> Requirement: Write the entries below out again exactly; any picture in them stays out.

Dataset entries:
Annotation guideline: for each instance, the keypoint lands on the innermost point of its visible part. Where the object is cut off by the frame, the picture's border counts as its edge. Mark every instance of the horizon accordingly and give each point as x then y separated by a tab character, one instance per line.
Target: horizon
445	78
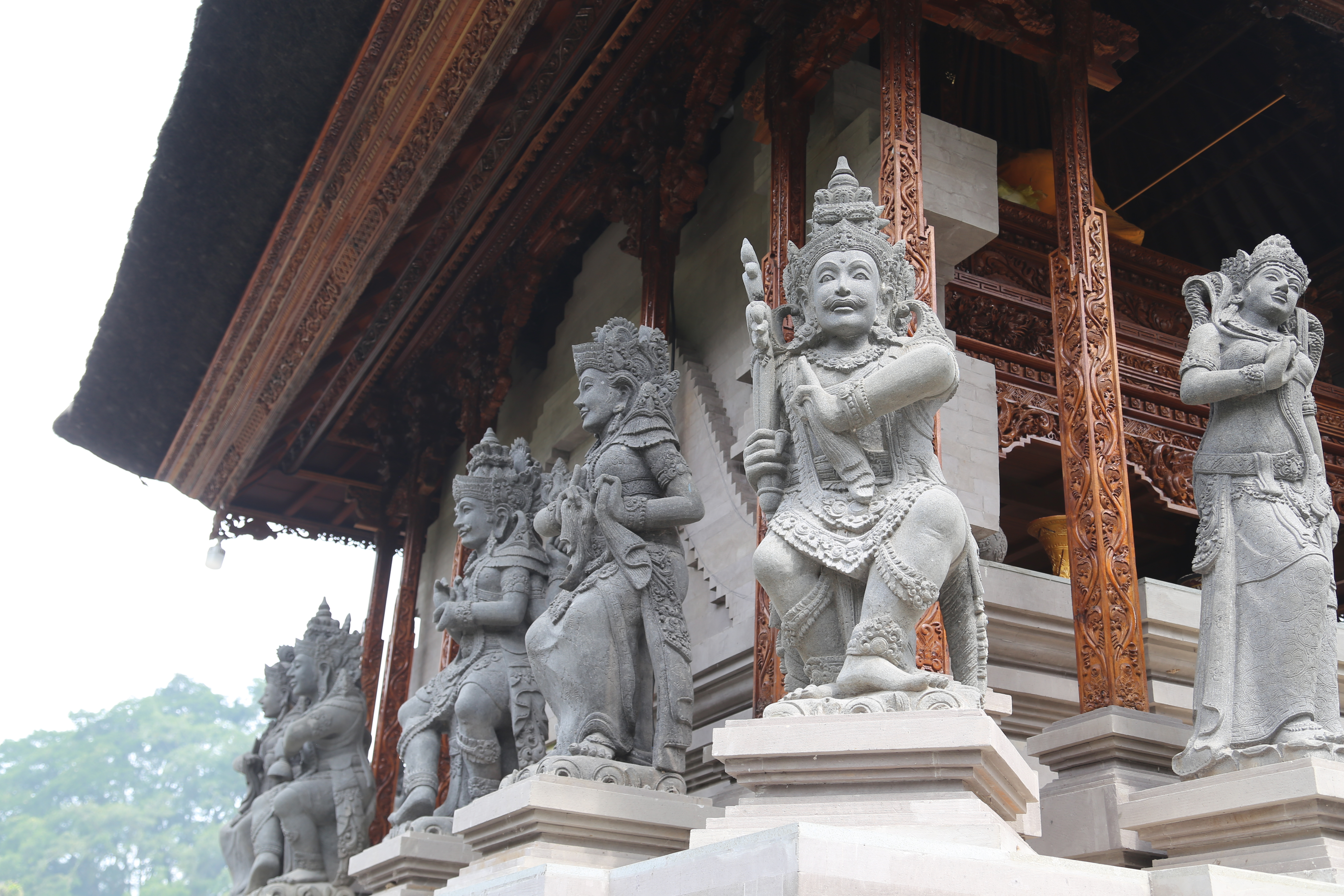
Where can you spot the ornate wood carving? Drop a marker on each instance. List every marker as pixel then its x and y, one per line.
pixel 1107 621
pixel 397 683
pixel 511 144
pixel 372 659
pixel 421 78
pixel 901 183
pixel 932 641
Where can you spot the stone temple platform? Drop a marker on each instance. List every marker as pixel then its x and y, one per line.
pixel 928 804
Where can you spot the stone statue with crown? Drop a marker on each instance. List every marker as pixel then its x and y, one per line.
pixel 1265 683
pixel 256 831
pixel 612 653
pixel 865 535
pixel 326 811
pixel 486 700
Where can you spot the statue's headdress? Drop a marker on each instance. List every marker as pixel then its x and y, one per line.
pixel 639 352
pixel 501 476
pixel 1273 251
pixel 279 673
pixel 845 218
pixel 331 643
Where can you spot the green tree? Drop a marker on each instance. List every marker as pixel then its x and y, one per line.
pixel 130 801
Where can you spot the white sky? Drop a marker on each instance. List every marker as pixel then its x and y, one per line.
pixel 105 594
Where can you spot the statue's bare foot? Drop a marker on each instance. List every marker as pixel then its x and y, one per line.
pixel 595 746
pixel 870 675
pixel 419 804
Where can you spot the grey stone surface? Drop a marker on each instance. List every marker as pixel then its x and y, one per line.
pixel 612 653
pixel 487 699
pixel 326 811
pixel 267 768
pixel 865 532
pixel 1267 673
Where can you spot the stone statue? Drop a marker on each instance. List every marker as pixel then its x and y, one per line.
pixel 613 653
pixel 486 700
pixel 256 831
pixel 865 534
pixel 326 811
pixel 1265 686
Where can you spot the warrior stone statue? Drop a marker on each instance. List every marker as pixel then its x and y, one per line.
pixel 486 700
pixel 256 831
pixel 865 534
pixel 1265 686
pixel 327 809
pixel 613 653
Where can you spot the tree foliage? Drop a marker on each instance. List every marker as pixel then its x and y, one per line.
pixel 128 802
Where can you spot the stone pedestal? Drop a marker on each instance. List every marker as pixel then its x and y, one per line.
pixel 1103 758
pixel 1285 819
pixel 550 828
pixel 415 863
pixel 949 776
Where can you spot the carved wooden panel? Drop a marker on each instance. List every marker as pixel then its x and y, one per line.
pixel 1092 437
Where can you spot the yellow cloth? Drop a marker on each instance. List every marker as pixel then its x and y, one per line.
pixel 1037 170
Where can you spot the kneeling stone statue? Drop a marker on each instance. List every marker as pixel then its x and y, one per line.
pixel 486 700
pixel 612 653
pixel 865 534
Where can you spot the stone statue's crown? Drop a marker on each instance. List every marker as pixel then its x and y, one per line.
pixel 624 347
pixel 330 641
pixel 1273 251
pixel 279 673
pixel 501 475
pixel 845 218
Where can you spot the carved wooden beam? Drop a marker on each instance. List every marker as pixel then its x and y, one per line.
pixel 901 182
pixel 397 683
pixel 420 80
pixel 372 659
pixel 467 186
pixel 1107 621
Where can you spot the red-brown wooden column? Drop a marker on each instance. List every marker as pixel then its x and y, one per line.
pixel 901 182
pixel 372 659
pixel 397 683
pixel 1092 443
pixel 788 121
pixel 445 658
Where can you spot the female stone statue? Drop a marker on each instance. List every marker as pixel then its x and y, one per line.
pixel 486 699
pixel 1267 673
pixel 615 636
pixel 866 534
pixel 327 809
pixel 256 831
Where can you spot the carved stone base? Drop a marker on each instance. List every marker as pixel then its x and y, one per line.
pixel 948 774
pixel 607 772
pixel 413 862
pixel 304 890
pixel 1103 758
pixel 956 696
pixel 581 825
pixel 1285 819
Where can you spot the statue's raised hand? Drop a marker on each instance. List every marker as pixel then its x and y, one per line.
pixel 764 456
pixel 1279 362
pixel 816 402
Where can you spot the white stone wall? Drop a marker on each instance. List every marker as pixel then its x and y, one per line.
pixel 970 444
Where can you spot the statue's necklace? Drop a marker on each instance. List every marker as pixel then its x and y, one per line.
pixel 846 363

> Result of the exercise:
Annotation guideline: for each instance, the keypoint lands on the innermost point of its visible part. Where the object is cut off by the frame, the picture's border counts as its edge. Mark every instance of the horizon accordingly and give each point as x then y separated by a tab character, one instance per line.
Target: horizon
445	78
Where can you spot the ornate wood carving? Drop a marker on each instance. List every marker as pixel then its x and y, one per line.
pixel 1107 621
pixel 397 683
pixel 511 144
pixel 372 659
pixel 421 78
pixel 901 183
pixel 932 641
Where can you spot the stone temple platform? Drop a marker on each instance. List every marker as pixel then its x and y, one per line.
pixel 928 804
Where can you spot the stone statue with crown? Drop a marker on each instance. List every marker as pixel then its x and y, one per line.
pixel 1265 683
pixel 256 831
pixel 612 653
pixel 865 535
pixel 326 811
pixel 486 700
Where can you spot the statue's headdress? Drop a marker on each instance. List every marker as pixel then its x and y, one per line.
pixel 639 352
pixel 501 476
pixel 1273 251
pixel 279 673
pixel 845 218
pixel 331 643
Where can you spot the green tree? Drop a marker on each instance. List every marker as pixel then its x and y, one per line.
pixel 130 801
Where can you spot the white sky? Drop a marker on each instance. List every marker as pixel then its x and y, one per line.
pixel 105 594
Where can you spot the statue's bare foot? Drop a marker on each instance. List every marker as pixel then its x and y, one per line.
pixel 595 746
pixel 870 675
pixel 419 804
Where can you spot the grey stone surface? Drop a marker on each instance. List every marker as pixel then its x and y, one per line.
pixel 612 653
pixel 487 699
pixel 326 811
pixel 267 768
pixel 865 532
pixel 1267 673
Where can you spot the stone statue? Drop a marker on each instance. List every marker as pixel then its x and y, one per line.
pixel 613 653
pixel 486 700
pixel 256 831
pixel 865 534
pixel 326 811
pixel 1265 686
Where can you spot the warrior stone statue? Drop a marker on each instance. List every marker as pixel then its x and y, one per line.
pixel 486 700
pixel 256 831
pixel 865 534
pixel 1265 686
pixel 327 809
pixel 613 653
Where can you spot the tree foliage? Drop a marker on each instance. List every marker as pixel then its x and y, one per line.
pixel 128 802
Where can you spot the stone pedestal? Drop a marker on each instance. List every marker as pixel then its x and y, one per line.
pixel 1103 758
pixel 1285 819
pixel 550 828
pixel 415 863
pixel 949 776
Where can you spot the carved wooden panel? Drop a marker on each instance. List every marker as pixel then its x and y, one per line.
pixel 1092 437
Where can you spot the yellow cloth? Drop a marker on each instance. List every marker as pixel then its x and y, one per line.
pixel 1037 170
Where can you spot the kneeling stone statue? Drop a marker on each instance. List every marker as pixel then its x and y, one per line.
pixel 486 700
pixel 612 653
pixel 865 534
Where can you spot the stone statue's crown? Drop a marker on each instance. List every marker as pixel then its x and y, one per line.
pixel 624 347
pixel 330 641
pixel 1273 251
pixel 279 673
pixel 501 475
pixel 845 218
Where can you spot the carved wooden beam? Drop a marker on each instance. List every marker as pixel then its x and y, one per line.
pixel 901 182
pixel 397 683
pixel 420 80
pixel 372 659
pixel 467 186
pixel 1107 621
Where can you spot the red-brown wooden column? Drop a marker on each instance. List every marker as pixel then its x and y, one per line.
pixel 901 182
pixel 372 659
pixel 397 683
pixel 1092 443
pixel 788 121
pixel 445 658
Where can you spot the female stone statue? Drop a marker on each instance. List every marker as pixel then its x and y, one per line.
pixel 486 699
pixel 1267 673
pixel 615 636
pixel 866 534
pixel 327 809
pixel 256 831
Where can you spot the carved stone base? Drop a marker on each instance. List every marker as pixel then its x and y, one per line.
pixel 948 774
pixel 607 772
pixel 413 862
pixel 304 890
pixel 1103 758
pixel 956 696
pixel 581 825
pixel 1285 819
Where can you spot the statue's raised hand? Drop a marker on each instance. List every marker as pixel then its x and y, one per line.
pixel 764 456
pixel 1279 362
pixel 816 402
Where can you spot the white stone wall? Drop a marker on each instance. List every marker as pixel then its x and y, one per line.
pixel 970 444
Where can you spot the statue's necklace? Drop a marker on each instance. List every marker as pixel then its x and y, one per line.
pixel 846 363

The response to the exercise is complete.